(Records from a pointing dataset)

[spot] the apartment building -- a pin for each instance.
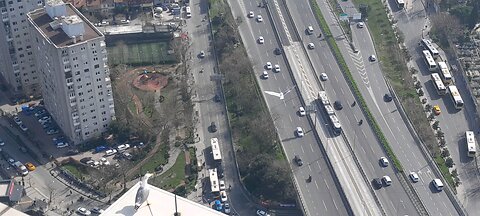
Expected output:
(17, 64)
(72, 60)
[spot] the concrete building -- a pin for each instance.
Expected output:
(72, 63)
(17, 64)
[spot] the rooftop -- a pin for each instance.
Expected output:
(160, 203)
(58, 36)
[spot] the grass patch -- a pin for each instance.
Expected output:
(174, 176)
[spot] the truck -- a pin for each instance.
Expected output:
(20, 168)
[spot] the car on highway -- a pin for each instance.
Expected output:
(221, 184)
(323, 76)
(261, 40)
(83, 211)
(300, 132)
(268, 66)
(384, 162)
(259, 18)
(311, 46)
(377, 183)
(437, 183)
(414, 177)
(265, 74)
(262, 213)
(437, 110)
(223, 196)
(302, 111)
(387, 180)
(17, 120)
(387, 97)
(226, 208)
(298, 160)
(338, 105)
(30, 166)
(276, 68)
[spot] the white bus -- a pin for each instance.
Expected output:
(431, 64)
(217, 155)
(471, 144)
(401, 4)
(456, 98)
(445, 72)
(214, 180)
(439, 86)
(188, 11)
(427, 44)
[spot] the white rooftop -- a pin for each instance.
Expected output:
(160, 203)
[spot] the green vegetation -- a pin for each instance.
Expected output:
(173, 177)
(351, 80)
(139, 54)
(260, 158)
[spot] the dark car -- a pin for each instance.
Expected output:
(213, 127)
(298, 160)
(277, 51)
(377, 183)
(388, 97)
(338, 105)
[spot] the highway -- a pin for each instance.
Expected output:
(393, 198)
(371, 83)
(321, 196)
(414, 23)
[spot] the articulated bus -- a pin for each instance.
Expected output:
(456, 98)
(188, 11)
(444, 72)
(427, 44)
(431, 64)
(439, 86)
(400, 4)
(217, 155)
(214, 180)
(471, 144)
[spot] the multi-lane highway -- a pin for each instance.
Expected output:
(373, 87)
(367, 148)
(414, 23)
(321, 196)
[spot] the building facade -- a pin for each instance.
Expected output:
(16, 54)
(72, 63)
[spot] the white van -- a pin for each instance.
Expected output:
(310, 30)
(438, 184)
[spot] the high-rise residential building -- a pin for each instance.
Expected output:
(72, 64)
(17, 64)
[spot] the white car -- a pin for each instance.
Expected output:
(323, 77)
(83, 211)
(277, 68)
(223, 196)
(268, 66)
(414, 177)
(384, 161)
(301, 111)
(222, 185)
(311, 46)
(265, 74)
(261, 40)
(259, 18)
(300, 132)
(387, 180)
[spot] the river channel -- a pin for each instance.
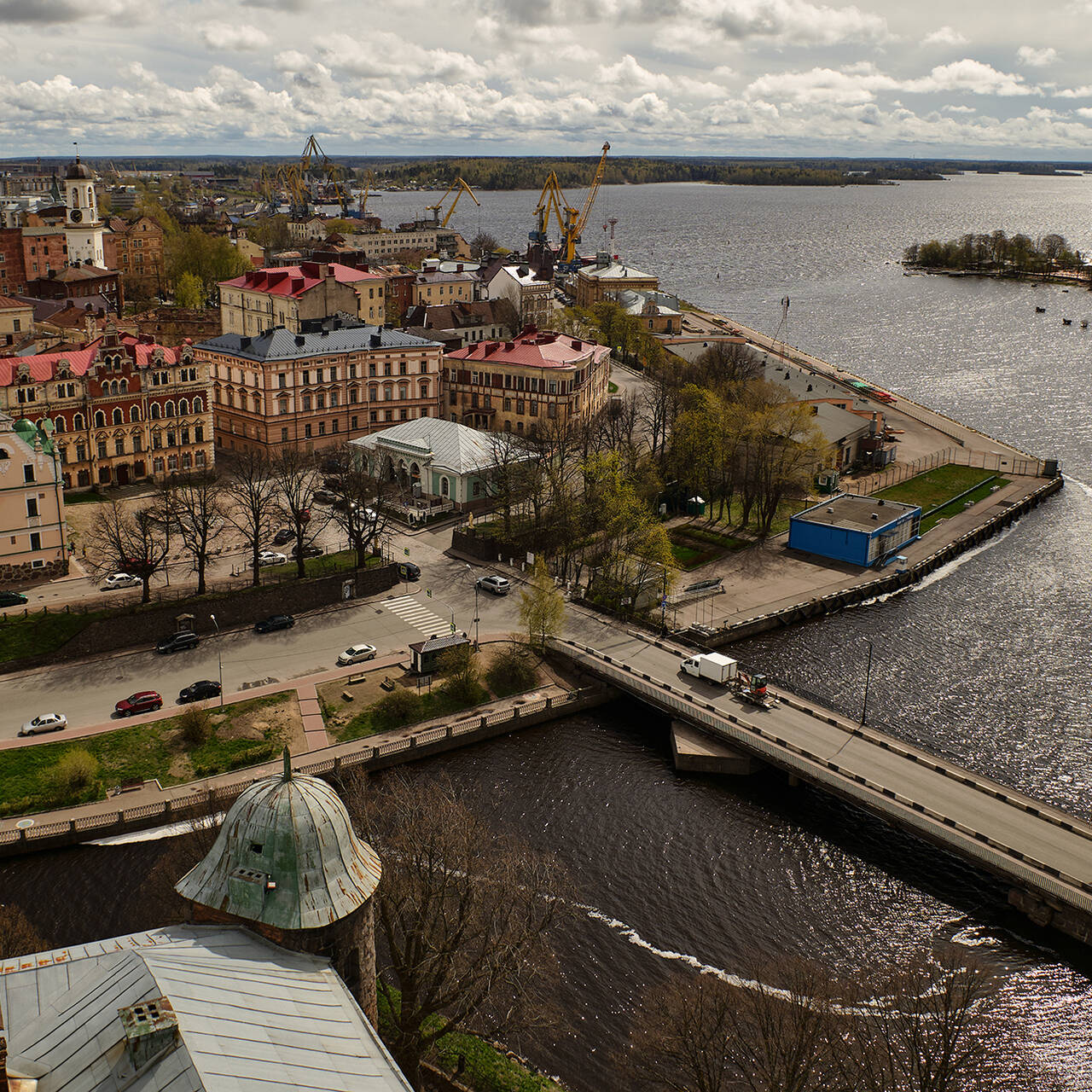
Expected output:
(987, 661)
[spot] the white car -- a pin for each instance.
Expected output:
(356, 653)
(120, 580)
(44, 722)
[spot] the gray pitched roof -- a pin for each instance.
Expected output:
(252, 1017)
(282, 344)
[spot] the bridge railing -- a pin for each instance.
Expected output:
(995, 857)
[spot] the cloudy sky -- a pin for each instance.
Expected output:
(971, 78)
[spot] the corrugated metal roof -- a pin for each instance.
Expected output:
(287, 857)
(252, 1017)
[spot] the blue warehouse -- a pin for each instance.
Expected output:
(858, 530)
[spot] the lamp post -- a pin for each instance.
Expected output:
(219, 662)
(868, 671)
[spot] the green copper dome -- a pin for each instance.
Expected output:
(287, 857)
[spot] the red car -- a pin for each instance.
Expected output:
(143, 701)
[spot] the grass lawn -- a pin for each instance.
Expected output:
(934, 487)
(244, 734)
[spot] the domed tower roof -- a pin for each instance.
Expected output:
(287, 857)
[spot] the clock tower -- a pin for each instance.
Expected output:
(83, 230)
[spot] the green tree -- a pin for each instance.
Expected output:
(542, 607)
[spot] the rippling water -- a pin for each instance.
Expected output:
(986, 661)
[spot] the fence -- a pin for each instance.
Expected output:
(983, 850)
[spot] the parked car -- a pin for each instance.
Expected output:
(499, 585)
(44, 722)
(356, 653)
(274, 621)
(143, 701)
(116, 580)
(199, 690)
(177, 642)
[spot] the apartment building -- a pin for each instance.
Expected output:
(311, 390)
(518, 385)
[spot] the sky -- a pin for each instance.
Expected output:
(931, 78)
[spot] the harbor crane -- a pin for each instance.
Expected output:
(570, 221)
(461, 188)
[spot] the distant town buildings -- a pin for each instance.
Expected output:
(340, 380)
(520, 385)
(120, 410)
(32, 503)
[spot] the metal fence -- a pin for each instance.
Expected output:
(979, 846)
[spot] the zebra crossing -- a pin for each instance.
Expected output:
(410, 609)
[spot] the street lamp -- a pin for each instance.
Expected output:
(219, 662)
(868, 671)
(471, 572)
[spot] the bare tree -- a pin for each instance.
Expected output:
(252, 496)
(127, 541)
(200, 517)
(463, 915)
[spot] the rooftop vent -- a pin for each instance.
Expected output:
(151, 1028)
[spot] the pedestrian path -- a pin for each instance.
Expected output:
(410, 611)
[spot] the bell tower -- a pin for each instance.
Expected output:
(83, 230)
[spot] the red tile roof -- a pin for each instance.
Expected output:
(295, 280)
(537, 350)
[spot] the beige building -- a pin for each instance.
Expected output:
(517, 386)
(288, 390)
(32, 505)
(607, 279)
(291, 296)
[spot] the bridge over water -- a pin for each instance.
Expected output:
(1043, 853)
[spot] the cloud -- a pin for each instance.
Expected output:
(944, 36)
(1037, 58)
(227, 36)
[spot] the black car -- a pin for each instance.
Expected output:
(199, 690)
(177, 642)
(274, 621)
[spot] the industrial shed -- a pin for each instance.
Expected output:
(862, 531)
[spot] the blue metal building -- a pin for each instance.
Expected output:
(862, 531)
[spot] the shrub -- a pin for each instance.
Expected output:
(195, 725)
(511, 671)
(398, 708)
(75, 770)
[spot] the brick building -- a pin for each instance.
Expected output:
(514, 386)
(346, 379)
(123, 409)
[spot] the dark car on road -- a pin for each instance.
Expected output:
(143, 701)
(199, 690)
(177, 642)
(274, 621)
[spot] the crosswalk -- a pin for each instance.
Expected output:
(410, 609)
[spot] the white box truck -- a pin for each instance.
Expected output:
(710, 666)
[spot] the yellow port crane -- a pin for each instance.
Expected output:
(462, 188)
(570, 221)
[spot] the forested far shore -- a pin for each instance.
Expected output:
(997, 253)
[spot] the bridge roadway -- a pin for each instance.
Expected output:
(1044, 853)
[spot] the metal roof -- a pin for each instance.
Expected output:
(252, 1017)
(287, 857)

## Exercise
Present every line of the material above as a numbered list, skipping blank lines and leaving out the pictures.

## Correct output
1. [spot] the apartment building -- a pin for each instance.
2. Expected output:
3. (17, 64)
4. (72, 60)
5. [spot] the concrete building -- a pin for each instance.
6. Expected output:
7. (72, 63)
8. (17, 64)
9. [spot] the rooftop -- a pin for each instance.
10. Expected output:
11. (160, 203)
12. (58, 36)
13. [spot] the grass patch -- a pin for each instance.
14. Expected output:
15. (174, 176)
16. [spot] the truck -- a pin for each instance.
17. Expected output:
18. (20, 168)
19. [spot] the car on highway -- a pin for each instance.
20. Expected output:
21. (221, 184)
22. (323, 76)
23. (261, 40)
24. (83, 211)
25. (300, 132)
26. (268, 66)
27. (384, 162)
28. (259, 18)
29. (311, 46)
30. (377, 183)
31. (437, 183)
32. (414, 177)
33. (265, 74)
34. (262, 213)
35. (437, 110)
36. (223, 196)
37. (302, 111)
38. (387, 180)
39. (17, 120)
40. (387, 97)
41. (226, 208)
42. (298, 160)
43. (338, 105)
44. (30, 166)
45. (276, 68)
46. [spot] the white bus -- a pin for each instance.
47. Expected output:
48. (431, 64)
49. (217, 155)
50. (471, 144)
51. (401, 4)
52. (456, 98)
53. (445, 72)
54. (214, 180)
55. (439, 86)
56. (188, 11)
57. (427, 44)
58. [spot] the white rooftop -- a pin for each instance.
59. Expected output:
60. (160, 203)
61. [spot] the green vegetation -- a pin for each instance.
62. Expected output:
63. (173, 177)
64. (351, 80)
65. (139, 54)
66. (260, 158)
67. [spot] the dark car -- a pin for each instance.
68. Expected output:
69. (213, 127)
70. (298, 160)
71. (277, 51)
72. (377, 183)
73. (388, 97)
74. (338, 105)
75. [spot] the highway -- a pin for each instance.
76. Expected output:
77. (393, 198)
78. (371, 83)
79. (321, 196)
80. (414, 23)
81. [spot] the articulated bus -- a pin for each instance.
82. Expected output:
83. (456, 98)
84. (188, 11)
85. (444, 72)
86. (427, 44)
87. (431, 64)
88. (439, 86)
89. (400, 4)
90. (217, 155)
91. (214, 180)
92. (471, 144)
93. [spot] the multi-lane highway -- a pin for each instance.
94. Expected output:
95. (373, 87)
96. (367, 148)
97. (414, 23)
98. (321, 196)
99. [spot] the building facade -- a pin for each instance.
100. Expected output:
101. (16, 54)
102. (72, 63)
103. [spot] the white van -- a pin for each instance.
104. Expected output:
105. (310, 30)
106. (438, 184)
107. [spot] the high-rise residential building -- a pin for each instance.
108. Expected output:
109. (72, 64)
110. (17, 64)
111. [spot] the white car -- a pin for each instance.
112. Expected output:
113. (323, 77)
114. (83, 211)
115. (277, 68)
116. (223, 196)
117. (268, 66)
118. (414, 177)
119. (384, 161)
120. (301, 111)
121. (222, 185)
122. (311, 46)
123. (265, 74)
124. (261, 40)
125. (259, 18)
126. (300, 132)
127. (387, 180)
128. [spot] the river channel -- a pin for each instance.
129. Expected output:
130. (987, 661)
131. [spot] the white car -- a pin for each instance.
132. Expected output:
133. (356, 653)
134. (120, 580)
135. (44, 722)
136. [spot] the gray pitched roof -- a pin for each instance.
137. Expected output:
138. (252, 1017)
139. (282, 344)
140. [spot] the bridge railing -- a pin for each instance.
141. Expected output:
142. (995, 857)
143. [spot] the cloudy sky -- a pin for each instance.
144. Expected output:
145. (971, 78)
146. [spot] the corrugated metal roof -- a pin for each instance.
147. Expected output:
148. (287, 857)
149. (252, 1017)
150. [spot] the blue warehouse -- a pin for each instance.
151. Expected output:
152. (858, 530)
153. [spot] the lamp post -- a pin for each instance.
154. Expected output:
155. (219, 662)
156. (868, 671)
157. [spot] the green copper dome -- a pin for each instance.
158. Expected output:
159. (287, 857)
160. [spot] the red car -- a pin for each instance.
161. Expected output:
162. (143, 701)
163. [spot] the grass lawn -- a pin for each instance.
164. Expected output:
165. (934, 487)
166. (244, 734)
167. [spot] the domed tower roof -- a pin for each instance.
168. Expected output:
169. (287, 857)
170. [spot] the clock tower -- a pin for each instance.
171. Expected output:
172. (83, 230)
173. [spot] the green tree -- a pin for each instance.
174. Expected output:
175. (542, 607)
176. [spot] the rippling water -- a pin for each instance.
177. Expected output:
178. (986, 661)
179. [spot] the fence -- a pin for each instance.
180. Expected output:
181. (983, 850)
182. [spot] the parked car -- a pin for each instance.
183. Expected output:
184. (499, 585)
185. (44, 722)
186. (356, 653)
187. (274, 621)
188. (143, 701)
189. (116, 580)
190. (199, 690)
191. (177, 642)
192. [spot] the apartment building -- a pin for each instance.
193. Expected output:
194. (311, 390)
195. (518, 385)
196. [spot] the sky -- a pin for each instance.
197. Expected output:
198. (931, 78)
199. [spot] the harbor crane -- a pin for each instance.
200. Expected output:
201. (570, 221)
202. (461, 188)
203. [spot] the distant town buildings -- a pin for each instance.
204. Expected output:
205. (340, 380)
206. (520, 385)
207. (120, 410)
208. (32, 503)
209. [spot] the metal fence -- a pin for each instance.
210. Expected output:
211. (979, 846)
212. [spot] the zebra crossing -- a pin for each instance.
213. Expected output:
214. (410, 609)
215. [spot] the street lamp -- a pin for each instance.
216. Expected output:
217. (219, 662)
218. (868, 671)
219. (471, 572)
220. [spot] the bare tree -- a pin for each instance.
221. Expected output:
222. (252, 496)
223. (127, 541)
224. (200, 517)
225. (463, 915)
226. [spot] the rooftop vent -- a pin for each instance.
227. Expected output:
228. (151, 1028)
229. [spot] the pedestrian path -- a pin for each instance.
230. Expected output:
231. (410, 611)
232. [spot] the bell tower -- a pin for each instance.
233. Expected output:
234. (83, 230)
235. [spot] the red tile roof -- a pin for each instance.
236. Expected output:
237. (295, 280)
238. (537, 350)
239. [spot] the beige building -- a pin for each instance.
240. Expected output:
241. (517, 386)
242. (288, 390)
243. (32, 505)
244. (607, 279)
245. (291, 296)
246. [spot] the bridge over water -- a pin for each instance.
247. Expected output:
248. (1043, 853)
249. [spot] the cloud -- a pin for each instance.
250. Expected output:
251. (944, 36)
252. (1037, 58)
253. (227, 36)
254. [spot] the black car -- a pin for each instance.
255. Expected output:
256. (199, 690)
257. (177, 642)
258. (274, 621)
259. [spot] the industrial shed -- a pin for each instance.
260. Expected output:
261. (862, 531)
262. [spot] the blue metal building -- a pin for each instance.
263. Expected output:
264. (862, 531)
265. [spot] the shrub -- a pin for each instance.
266. Expected output:
267. (195, 725)
268. (511, 671)
269. (398, 708)
270. (75, 770)
271. [spot] the brick building -- a pin for each instance.
272. Expected output:
273. (514, 386)
274. (346, 379)
275. (123, 409)
276. [spot] the dark car on road -- a pin for each instance.
277. Expected output:
278. (143, 701)
279. (199, 690)
280. (177, 642)
281. (274, 621)
282. [spot] the crosswalk -- a pin for each instance.
283. Expected output:
284. (410, 609)
285. [spot] the white box truck -- a pin for each instance.
286. Expected output:
287. (710, 666)
288. [spot] the yellow port crane -- a pin for each instance.
289. Expected output:
290. (462, 188)
291. (570, 221)
292. [spot] the forested far shore -- a pin for each instance.
293. Expected output:
294. (997, 253)
295. [spot] the bridge roadway -- a pin for each instance.
296. Expected output:
297. (1044, 853)
298. [spot] the metal roof -- a pin for each instance.
299. Expected output:
300. (252, 1017)
301. (287, 857)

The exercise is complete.